# [Record extracts]
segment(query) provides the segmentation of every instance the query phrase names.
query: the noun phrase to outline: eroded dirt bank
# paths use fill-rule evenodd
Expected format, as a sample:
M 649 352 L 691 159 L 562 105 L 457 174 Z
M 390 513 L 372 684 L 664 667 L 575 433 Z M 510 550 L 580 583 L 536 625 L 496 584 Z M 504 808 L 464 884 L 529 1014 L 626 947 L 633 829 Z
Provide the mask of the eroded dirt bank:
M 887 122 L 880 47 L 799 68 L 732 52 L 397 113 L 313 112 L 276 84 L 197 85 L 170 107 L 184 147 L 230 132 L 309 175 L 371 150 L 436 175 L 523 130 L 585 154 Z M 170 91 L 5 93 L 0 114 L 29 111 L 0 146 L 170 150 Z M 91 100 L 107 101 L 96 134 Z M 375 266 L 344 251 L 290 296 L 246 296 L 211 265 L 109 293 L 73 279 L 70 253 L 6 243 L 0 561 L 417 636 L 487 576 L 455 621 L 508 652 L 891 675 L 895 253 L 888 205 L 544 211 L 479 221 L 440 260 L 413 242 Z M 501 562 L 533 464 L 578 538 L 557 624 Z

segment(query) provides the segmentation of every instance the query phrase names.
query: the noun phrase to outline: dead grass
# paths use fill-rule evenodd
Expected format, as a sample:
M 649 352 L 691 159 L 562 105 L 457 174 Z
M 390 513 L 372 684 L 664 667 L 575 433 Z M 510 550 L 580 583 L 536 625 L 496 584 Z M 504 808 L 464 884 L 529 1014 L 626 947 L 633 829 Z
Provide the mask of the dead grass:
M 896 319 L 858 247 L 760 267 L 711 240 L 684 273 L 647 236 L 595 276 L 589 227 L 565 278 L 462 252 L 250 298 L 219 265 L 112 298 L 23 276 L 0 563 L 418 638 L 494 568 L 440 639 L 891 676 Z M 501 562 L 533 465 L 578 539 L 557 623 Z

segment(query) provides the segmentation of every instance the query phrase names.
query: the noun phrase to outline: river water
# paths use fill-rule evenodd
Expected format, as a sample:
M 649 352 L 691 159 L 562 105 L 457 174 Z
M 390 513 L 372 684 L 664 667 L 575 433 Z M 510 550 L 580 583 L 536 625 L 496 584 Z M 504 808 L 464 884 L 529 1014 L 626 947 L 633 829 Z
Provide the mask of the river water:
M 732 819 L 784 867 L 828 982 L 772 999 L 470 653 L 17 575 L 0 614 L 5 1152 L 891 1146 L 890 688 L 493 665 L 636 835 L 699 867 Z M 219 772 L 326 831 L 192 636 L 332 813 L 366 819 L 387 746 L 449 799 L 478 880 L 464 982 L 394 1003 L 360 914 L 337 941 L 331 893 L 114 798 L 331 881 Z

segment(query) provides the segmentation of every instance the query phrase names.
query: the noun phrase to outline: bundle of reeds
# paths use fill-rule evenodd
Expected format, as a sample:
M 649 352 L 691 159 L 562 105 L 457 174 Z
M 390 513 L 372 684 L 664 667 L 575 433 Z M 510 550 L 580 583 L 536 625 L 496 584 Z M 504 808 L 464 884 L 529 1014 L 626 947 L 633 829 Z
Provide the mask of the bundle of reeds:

# [Given exercise]
Print the part of the records that opens with the first line and closes with the line containing "M 896 319 L", copying those lines exactly as they appear.

# [Result of the task]
segment(query) provides the segmentation of every instance the query phrase names.
query: the noun phrase to outline: eroded dirt bank
# paths use fill-rule evenodd
Expected format, as a sample:
M 649 352 L 691 159 L 562 105 L 457 174 Z
M 390 513 L 372 684 L 664 667 L 575 433 Z M 510 550 L 580 583 L 536 625 L 496 584 Z M 504 808 L 464 884 L 529 1014 L 626 947 L 633 829 Z
Provide the mask of the eroded dirt bank:
M 887 122 L 880 47 L 799 68 L 732 52 L 397 113 L 313 112 L 276 84 L 197 85 L 170 107 L 184 147 L 230 132 L 309 175 L 371 150 L 436 175 L 523 130 L 585 154 Z M 170 91 L 5 93 L 0 114 L 29 111 L 0 146 L 170 150 Z M 91 100 L 107 101 L 96 134 Z M 375 266 L 344 251 L 290 296 L 246 296 L 211 265 L 109 293 L 73 279 L 70 253 L 6 243 L 0 561 L 417 636 L 487 576 L 455 621 L 508 652 L 891 675 L 895 253 L 888 205 L 544 211 L 479 221 L 440 260 L 413 242 Z M 501 562 L 533 464 L 578 538 L 557 624 Z

segment(query) provides the segmentation of every instance the query phrase names.
query: the noun phrase to outline: dead grass
# paths use fill-rule evenodd
Expected format, as a sample:
M 649 352 L 691 159 L 562 105 L 457 174 Z
M 390 513 L 372 684 L 664 667 L 575 433 Z M 510 550 L 580 583 L 536 625 L 496 584 Z M 504 808 L 464 884 L 529 1014 L 626 947 L 633 829 Z
Provide the mask of the dead grass:
M 896 319 L 858 247 L 760 267 L 711 240 L 684 273 L 647 236 L 595 276 L 589 227 L 565 278 L 462 252 L 250 298 L 219 265 L 112 298 L 23 276 L 0 563 L 418 638 L 494 568 L 440 639 L 891 676 Z M 501 562 L 533 465 L 578 539 L 557 623 Z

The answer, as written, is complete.